>> Begin Provided information

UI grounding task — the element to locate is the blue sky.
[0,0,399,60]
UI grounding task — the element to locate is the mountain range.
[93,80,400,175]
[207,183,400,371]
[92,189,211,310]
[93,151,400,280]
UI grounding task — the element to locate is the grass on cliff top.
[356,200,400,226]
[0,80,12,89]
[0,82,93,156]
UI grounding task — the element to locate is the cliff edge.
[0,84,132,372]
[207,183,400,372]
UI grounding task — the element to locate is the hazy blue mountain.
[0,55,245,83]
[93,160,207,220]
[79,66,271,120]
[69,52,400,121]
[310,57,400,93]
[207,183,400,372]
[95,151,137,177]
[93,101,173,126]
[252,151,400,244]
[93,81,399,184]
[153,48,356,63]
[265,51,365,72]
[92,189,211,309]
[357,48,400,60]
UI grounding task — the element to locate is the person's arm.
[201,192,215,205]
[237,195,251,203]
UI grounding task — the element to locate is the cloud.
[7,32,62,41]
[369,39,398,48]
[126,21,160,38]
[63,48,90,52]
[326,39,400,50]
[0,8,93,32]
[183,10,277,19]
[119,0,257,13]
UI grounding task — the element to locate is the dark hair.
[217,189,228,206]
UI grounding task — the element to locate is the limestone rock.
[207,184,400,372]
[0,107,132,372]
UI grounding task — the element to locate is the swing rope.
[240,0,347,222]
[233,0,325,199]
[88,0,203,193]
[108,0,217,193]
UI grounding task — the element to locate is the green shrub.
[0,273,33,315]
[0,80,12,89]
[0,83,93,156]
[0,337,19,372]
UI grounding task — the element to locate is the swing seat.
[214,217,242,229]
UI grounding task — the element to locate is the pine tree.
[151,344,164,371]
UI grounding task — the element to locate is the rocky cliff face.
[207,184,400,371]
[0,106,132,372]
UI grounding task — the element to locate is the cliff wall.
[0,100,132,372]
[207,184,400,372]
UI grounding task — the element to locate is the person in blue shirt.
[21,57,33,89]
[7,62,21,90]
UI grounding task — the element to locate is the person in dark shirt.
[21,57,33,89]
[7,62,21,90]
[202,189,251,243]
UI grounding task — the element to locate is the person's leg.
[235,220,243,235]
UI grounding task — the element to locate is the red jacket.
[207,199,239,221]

>> End Provided information

• Task directions:
Format the entry lines as a JSON list of strings, with one string per line and no blank lines. Start at the line containing "the cliff wall." and end at the line containing "[235,220,243,235]".

• Written response:
[
  "UI grounding task — the element to locate is the cliff wall.",
  "[0,100,132,372]",
  "[207,184,400,372]",
  "UI grounding task — the element to locate is the person in blue shirt.",
  "[21,57,33,89]",
  "[7,62,21,90]",
  "UI grounding task — the element to locate is the person in dark shirt.",
  "[21,57,33,89]",
  "[7,62,21,90]",
  "[202,189,251,243]",
  "UI grounding task — the element to locate is the person's leg.",
  "[235,220,243,235]"
]